Directions: Find each line in the items below that contains the word "door" and copy it. Matching is case-sensitive.

Data items:
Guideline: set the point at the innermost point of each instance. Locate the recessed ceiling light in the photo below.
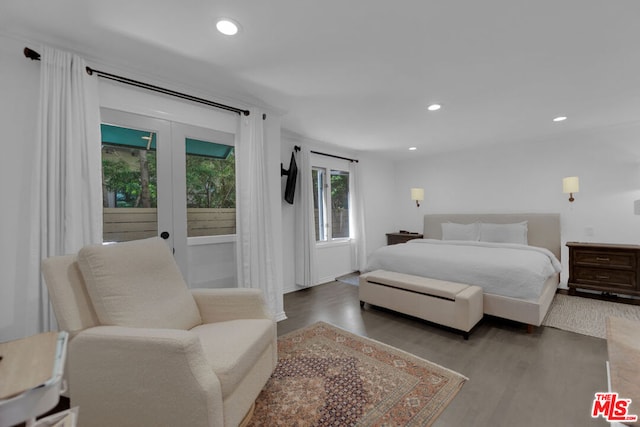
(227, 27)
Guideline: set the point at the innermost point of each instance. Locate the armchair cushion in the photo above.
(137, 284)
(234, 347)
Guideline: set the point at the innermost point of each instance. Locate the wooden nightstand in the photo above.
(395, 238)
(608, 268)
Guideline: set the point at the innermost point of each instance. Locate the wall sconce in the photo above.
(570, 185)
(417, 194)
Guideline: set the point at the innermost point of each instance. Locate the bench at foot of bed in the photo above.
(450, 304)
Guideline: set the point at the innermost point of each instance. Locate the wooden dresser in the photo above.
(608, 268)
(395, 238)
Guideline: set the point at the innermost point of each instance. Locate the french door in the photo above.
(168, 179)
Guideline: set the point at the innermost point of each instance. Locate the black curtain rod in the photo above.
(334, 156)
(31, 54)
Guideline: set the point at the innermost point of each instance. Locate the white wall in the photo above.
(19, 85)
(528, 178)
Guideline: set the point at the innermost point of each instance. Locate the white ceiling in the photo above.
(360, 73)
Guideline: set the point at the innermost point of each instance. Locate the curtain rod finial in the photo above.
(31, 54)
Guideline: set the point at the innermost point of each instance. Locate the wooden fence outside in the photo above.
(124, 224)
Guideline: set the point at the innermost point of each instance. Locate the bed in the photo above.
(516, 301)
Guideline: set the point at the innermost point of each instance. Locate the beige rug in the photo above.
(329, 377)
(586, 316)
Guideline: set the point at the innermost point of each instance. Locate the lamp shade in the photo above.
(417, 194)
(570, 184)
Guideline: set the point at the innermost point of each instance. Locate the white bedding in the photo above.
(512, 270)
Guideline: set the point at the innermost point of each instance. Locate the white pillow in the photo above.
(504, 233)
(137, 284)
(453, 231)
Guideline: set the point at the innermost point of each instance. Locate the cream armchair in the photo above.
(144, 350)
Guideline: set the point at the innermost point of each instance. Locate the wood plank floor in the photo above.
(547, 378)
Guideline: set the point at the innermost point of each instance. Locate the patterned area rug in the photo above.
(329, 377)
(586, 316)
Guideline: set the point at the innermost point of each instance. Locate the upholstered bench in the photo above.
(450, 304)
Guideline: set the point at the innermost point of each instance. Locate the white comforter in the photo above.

* * *

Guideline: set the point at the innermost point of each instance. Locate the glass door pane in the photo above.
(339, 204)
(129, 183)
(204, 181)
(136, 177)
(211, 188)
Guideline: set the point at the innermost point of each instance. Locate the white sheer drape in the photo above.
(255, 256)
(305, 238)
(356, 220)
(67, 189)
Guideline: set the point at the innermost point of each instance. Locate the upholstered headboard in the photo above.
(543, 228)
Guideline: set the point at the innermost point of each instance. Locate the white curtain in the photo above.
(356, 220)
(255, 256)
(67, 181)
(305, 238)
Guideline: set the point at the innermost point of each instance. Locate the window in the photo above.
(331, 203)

Task solution:
Guideline: set the point at the innermost point of each instance. Locate the french door in the photo above.
Guideline: set the point at the innermost point of each instance. Locate the glass door pane in the photo above.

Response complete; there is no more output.